Given exercise: Pick out every line in the data below that contains the word "cooling" and copy each of those lines.
━━━━━ Given information
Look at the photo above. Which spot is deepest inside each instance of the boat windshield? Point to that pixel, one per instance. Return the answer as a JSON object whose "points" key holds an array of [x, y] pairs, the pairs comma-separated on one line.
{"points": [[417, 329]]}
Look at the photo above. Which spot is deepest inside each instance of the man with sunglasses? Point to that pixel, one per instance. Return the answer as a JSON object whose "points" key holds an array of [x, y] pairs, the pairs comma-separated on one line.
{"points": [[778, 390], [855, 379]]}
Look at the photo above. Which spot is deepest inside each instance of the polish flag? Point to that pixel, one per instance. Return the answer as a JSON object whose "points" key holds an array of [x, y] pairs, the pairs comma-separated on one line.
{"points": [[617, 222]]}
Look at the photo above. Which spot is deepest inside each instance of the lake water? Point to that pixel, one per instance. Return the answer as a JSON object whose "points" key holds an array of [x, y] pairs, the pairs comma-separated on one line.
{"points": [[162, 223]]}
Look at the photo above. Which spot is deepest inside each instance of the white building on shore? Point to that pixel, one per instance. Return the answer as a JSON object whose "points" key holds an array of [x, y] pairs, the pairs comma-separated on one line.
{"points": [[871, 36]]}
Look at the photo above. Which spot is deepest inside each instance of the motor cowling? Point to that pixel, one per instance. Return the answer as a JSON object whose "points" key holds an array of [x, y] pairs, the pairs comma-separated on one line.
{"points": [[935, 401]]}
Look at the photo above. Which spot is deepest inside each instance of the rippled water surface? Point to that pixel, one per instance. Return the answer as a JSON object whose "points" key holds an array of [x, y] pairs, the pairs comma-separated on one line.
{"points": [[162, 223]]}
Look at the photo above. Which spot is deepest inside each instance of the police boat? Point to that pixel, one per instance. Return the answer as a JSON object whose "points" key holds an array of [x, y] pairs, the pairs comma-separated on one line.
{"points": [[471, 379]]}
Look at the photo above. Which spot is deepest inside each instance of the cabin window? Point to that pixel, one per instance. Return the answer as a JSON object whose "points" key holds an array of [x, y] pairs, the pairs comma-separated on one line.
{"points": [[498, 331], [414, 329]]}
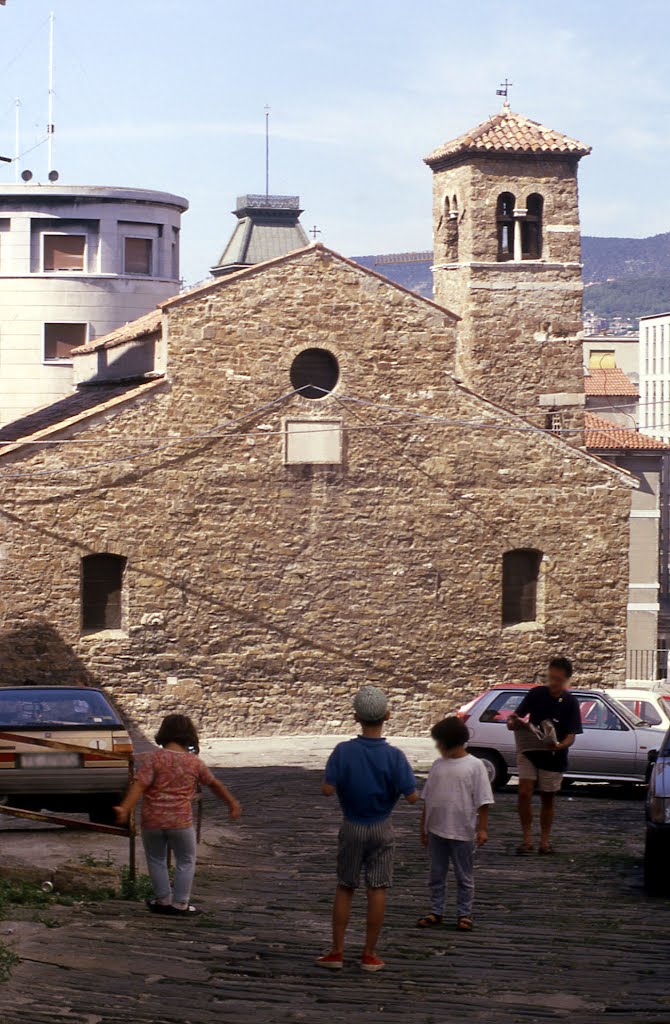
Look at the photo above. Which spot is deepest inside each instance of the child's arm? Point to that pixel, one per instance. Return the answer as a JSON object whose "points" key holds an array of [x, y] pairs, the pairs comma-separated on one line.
{"points": [[129, 802], [423, 833], [235, 808], [483, 824]]}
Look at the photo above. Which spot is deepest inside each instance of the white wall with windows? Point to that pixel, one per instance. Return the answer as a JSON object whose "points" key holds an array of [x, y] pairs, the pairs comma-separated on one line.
{"points": [[76, 262], [655, 376]]}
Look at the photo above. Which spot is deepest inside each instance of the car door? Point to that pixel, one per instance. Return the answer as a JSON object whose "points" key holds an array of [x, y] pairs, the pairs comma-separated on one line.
{"points": [[608, 745], [491, 730]]}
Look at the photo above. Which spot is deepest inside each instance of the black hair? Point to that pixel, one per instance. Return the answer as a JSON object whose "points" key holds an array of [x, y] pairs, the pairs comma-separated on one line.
{"points": [[562, 664], [451, 732], [178, 729]]}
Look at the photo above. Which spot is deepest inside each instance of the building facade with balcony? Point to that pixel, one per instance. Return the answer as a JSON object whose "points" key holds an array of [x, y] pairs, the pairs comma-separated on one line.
{"points": [[76, 262]]}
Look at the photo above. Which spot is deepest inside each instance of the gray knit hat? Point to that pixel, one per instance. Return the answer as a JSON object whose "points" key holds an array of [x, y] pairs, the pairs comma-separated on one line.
{"points": [[370, 704]]}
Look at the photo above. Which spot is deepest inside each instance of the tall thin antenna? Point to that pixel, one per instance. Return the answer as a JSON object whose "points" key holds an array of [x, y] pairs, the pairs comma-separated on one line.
{"points": [[16, 139], [266, 151], [49, 127]]}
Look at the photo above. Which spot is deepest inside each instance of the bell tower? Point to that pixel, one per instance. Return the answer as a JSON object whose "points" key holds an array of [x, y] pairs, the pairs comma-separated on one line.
{"points": [[507, 259]]}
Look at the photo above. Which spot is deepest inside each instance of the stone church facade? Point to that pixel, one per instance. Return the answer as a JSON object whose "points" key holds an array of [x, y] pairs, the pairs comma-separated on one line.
{"points": [[298, 494]]}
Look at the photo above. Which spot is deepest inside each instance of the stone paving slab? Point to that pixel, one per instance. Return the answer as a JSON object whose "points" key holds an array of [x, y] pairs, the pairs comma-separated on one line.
{"points": [[566, 938]]}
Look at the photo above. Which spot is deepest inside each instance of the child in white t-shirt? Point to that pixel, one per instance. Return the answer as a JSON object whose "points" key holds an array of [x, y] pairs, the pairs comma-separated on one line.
{"points": [[456, 799]]}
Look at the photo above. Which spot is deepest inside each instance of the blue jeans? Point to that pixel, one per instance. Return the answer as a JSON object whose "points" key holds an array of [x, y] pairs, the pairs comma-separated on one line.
{"points": [[459, 854], [182, 843]]}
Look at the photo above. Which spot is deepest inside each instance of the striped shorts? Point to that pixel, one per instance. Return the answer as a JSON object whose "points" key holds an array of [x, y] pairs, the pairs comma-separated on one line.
{"points": [[368, 849]]}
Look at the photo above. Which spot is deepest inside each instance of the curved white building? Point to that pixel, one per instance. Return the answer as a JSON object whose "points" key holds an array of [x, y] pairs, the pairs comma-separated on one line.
{"points": [[76, 262]]}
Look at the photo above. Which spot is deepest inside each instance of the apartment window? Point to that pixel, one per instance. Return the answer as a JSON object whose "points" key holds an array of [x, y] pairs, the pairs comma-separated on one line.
{"points": [[532, 227], [101, 592], [64, 252], [137, 255], [59, 339], [554, 424], [505, 225], [602, 358], [315, 373], [519, 586]]}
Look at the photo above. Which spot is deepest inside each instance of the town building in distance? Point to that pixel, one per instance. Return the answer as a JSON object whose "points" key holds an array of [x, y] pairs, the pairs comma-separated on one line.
{"points": [[76, 262]]}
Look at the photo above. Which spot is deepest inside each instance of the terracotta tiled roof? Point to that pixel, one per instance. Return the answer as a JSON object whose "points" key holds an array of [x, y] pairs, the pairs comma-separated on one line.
{"points": [[144, 326], [612, 381], [73, 411], [603, 435], [508, 132]]}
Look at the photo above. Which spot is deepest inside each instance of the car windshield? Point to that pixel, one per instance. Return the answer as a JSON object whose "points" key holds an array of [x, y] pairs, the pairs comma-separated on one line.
{"points": [[51, 708]]}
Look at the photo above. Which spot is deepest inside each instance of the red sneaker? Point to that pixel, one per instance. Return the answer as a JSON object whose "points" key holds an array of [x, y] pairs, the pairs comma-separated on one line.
{"points": [[369, 963], [332, 961]]}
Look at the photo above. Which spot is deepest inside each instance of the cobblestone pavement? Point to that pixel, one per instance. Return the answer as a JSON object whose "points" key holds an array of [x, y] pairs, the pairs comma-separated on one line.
{"points": [[570, 937]]}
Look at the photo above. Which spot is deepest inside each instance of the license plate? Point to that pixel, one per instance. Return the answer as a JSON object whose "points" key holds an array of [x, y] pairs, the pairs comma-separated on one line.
{"points": [[49, 761]]}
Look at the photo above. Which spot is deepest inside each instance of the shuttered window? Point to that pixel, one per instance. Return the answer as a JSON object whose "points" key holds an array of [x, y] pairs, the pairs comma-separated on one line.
{"points": [[101, 592], [519, 586], [137, 256], [65, 252]]}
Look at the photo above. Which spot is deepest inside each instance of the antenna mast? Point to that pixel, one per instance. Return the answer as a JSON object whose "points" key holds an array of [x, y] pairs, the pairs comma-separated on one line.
{"points": [[49, 127], [266, 151], [16, 139]]}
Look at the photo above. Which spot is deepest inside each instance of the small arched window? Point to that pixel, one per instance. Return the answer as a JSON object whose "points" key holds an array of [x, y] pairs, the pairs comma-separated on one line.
{"points": [[532, 227], [101, 592], [519, 586], [505, 225]]}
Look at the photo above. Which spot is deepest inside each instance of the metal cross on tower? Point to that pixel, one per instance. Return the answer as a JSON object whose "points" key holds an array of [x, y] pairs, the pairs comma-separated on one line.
{"points": [[504, 89]]}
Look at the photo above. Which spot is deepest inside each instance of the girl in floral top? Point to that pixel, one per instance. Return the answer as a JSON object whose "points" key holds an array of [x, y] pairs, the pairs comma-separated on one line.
{"points": [[166, 784]]}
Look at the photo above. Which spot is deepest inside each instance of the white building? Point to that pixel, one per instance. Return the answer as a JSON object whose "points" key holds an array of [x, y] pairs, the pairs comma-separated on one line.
{"points": [[655, 375], [76, 262]]}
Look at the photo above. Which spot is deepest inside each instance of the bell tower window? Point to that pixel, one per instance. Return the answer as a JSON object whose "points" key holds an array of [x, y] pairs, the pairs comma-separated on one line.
{"points": [[532, 227], [505, 225]]}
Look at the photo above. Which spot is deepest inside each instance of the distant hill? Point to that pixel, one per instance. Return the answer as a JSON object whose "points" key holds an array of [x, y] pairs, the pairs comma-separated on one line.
{"points": [[624, 278]]}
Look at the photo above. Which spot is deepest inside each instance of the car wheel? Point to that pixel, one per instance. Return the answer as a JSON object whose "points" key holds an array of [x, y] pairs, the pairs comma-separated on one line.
{"points": [[101, 811], [657, 882], [496, 767]]}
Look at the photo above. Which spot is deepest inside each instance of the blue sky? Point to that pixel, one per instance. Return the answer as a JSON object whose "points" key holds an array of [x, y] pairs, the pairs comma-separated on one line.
{"points": [[170, 93]]}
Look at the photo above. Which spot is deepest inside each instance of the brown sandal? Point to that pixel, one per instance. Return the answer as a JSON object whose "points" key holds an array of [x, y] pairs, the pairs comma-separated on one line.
{"points": [[430, 921]]}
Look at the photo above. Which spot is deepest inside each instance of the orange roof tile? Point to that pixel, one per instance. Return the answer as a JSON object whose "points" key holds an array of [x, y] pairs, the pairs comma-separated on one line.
{"points": [[604, 435], [508, 132], [143, 327], [612, 381]]}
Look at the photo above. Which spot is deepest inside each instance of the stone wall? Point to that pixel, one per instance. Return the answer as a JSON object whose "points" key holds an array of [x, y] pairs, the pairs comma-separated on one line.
{"points": [[259, 595]]}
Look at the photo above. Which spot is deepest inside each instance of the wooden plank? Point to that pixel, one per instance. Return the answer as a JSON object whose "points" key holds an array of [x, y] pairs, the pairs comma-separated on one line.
{"points": [[55, 819], [56, 744]]}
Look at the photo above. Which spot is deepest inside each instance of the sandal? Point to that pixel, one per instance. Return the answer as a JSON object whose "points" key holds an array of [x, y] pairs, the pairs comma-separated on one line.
{"points": [[430, 921]]}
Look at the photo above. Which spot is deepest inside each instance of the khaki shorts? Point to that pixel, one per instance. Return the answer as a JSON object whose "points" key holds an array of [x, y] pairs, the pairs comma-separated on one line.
{"points": [[548, 781]]}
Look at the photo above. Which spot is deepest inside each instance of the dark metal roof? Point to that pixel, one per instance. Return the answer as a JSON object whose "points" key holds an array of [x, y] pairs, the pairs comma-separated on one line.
{"points": [[267, 226]]}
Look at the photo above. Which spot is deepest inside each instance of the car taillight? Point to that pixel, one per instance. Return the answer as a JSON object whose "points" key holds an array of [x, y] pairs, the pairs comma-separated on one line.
{"points": [[121, 744]]}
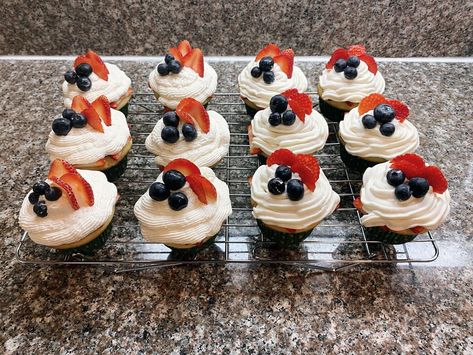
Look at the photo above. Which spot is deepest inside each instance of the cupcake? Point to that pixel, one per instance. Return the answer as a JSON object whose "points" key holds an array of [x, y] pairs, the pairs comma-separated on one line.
{"points": [[348, 77], [289, 122], [185, 208], [91, 78], [290, 197], [376, 131], [402, 198], [91, 136], [72, 210], [271, 73], [191, 133], [183, 73]]}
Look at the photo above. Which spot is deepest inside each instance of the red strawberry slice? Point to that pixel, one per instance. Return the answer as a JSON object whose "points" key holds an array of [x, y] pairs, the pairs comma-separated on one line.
{"points": [[203, 188], [192, 111], [281, 157], [195, 60], [271, 50], [436, 178], [184, 166], [102, 107]]}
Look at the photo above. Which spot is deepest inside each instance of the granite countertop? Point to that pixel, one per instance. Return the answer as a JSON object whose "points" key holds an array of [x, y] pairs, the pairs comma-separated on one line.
{"points": [[421, 308]]}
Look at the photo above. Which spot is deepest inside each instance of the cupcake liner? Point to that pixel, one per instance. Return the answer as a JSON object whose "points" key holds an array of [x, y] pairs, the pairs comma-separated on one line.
{"points": [[281, 238]]}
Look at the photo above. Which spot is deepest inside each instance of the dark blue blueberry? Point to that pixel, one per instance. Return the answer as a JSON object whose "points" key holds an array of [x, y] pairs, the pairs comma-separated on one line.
{"points": [[158, 191]]}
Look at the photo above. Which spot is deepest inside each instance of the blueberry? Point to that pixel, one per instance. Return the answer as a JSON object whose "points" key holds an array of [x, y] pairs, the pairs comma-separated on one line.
{"points": [[395, 177], [84, 83], [78, 120], [387, 129], [350, 73], [276, 186], [340, 65], [256, 72], [70, 76], [158, 191], [163, 69], [295, 189], [171, 119], [384, 113], [274, 119], [369, 121], [177, 201], [61, 126], [174, 179], [53, 194], [419, 187], [288, 118], [266, 64], [278, 103], [268, 77], [283, 172], [402, 192], [353, 61], [170, 134]]}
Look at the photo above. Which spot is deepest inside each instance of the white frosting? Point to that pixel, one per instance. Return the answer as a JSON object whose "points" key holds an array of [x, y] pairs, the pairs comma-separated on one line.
{"points": [[114, 88], [206, 150], [280, 211], [86, 145], [365, 143], [172, 88], [63, 224], [301, 137], [384, 209], [191, 225], [338, 88], [260, 93]]}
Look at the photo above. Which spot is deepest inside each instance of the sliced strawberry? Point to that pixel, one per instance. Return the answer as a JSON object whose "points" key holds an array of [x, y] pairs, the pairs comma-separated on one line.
{"points": [[192, 111], [436, 178], [195, 60], [203, 188], [184, 166], [102, 107], [281, 157], [271, 50], [81, 188]]}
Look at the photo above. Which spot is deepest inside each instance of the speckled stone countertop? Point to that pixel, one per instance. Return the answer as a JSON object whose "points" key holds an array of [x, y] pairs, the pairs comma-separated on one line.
{"points": [[423, 308]]}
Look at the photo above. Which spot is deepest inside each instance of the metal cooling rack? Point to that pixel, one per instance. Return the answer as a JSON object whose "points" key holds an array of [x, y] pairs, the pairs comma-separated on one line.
{"points": [[338, 242]]}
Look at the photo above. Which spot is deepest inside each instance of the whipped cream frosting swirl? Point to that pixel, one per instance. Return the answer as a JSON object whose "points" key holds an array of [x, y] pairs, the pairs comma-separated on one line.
{"points": [[114, 88], [86, 145], [207, 149], [280, 211], [301, 137], [193, 224], [384, 209], [63, 224], [336, 87], [172, 88], [366, 143], [260, 93]]}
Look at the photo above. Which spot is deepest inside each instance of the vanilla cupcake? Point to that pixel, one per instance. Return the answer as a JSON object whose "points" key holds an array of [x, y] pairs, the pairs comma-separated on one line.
{"points": [[91, 136], [289, 122], [185, 208], [271, 73], [191, 133], [348, 77], [402, 198], [183, 73], [290, 197], [91, 78], [72, 210], [376, 131]]}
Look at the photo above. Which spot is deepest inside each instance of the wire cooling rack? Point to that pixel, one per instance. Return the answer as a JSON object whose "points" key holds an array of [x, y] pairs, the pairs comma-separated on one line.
{"points": [[338, 242]]}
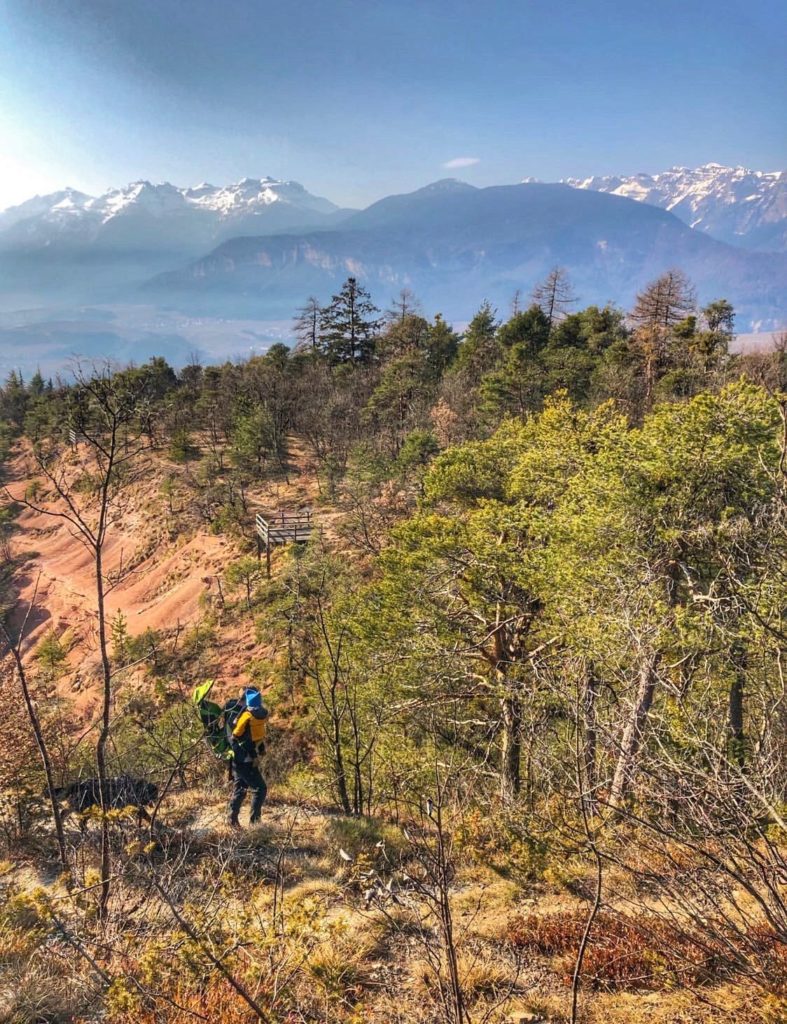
━━━━━━━━━━
Result of the task:
Look at the photo above. Which spot is deepest inside each instance of the metal cooling rack? Point to that pixel, one per instance. Return the answer as a JSON object whose "points" key holds an array of [x, y] pairs, the pairs comma-separated on one line.
Look at the photo above. Which spot is deepest inside each instance of the wire cooling rack? Point to that pixel, one per instance. Return the answer as a JSON object whose "points" key holds an array of [x, y] pairs, the pairs comma-separated on one line.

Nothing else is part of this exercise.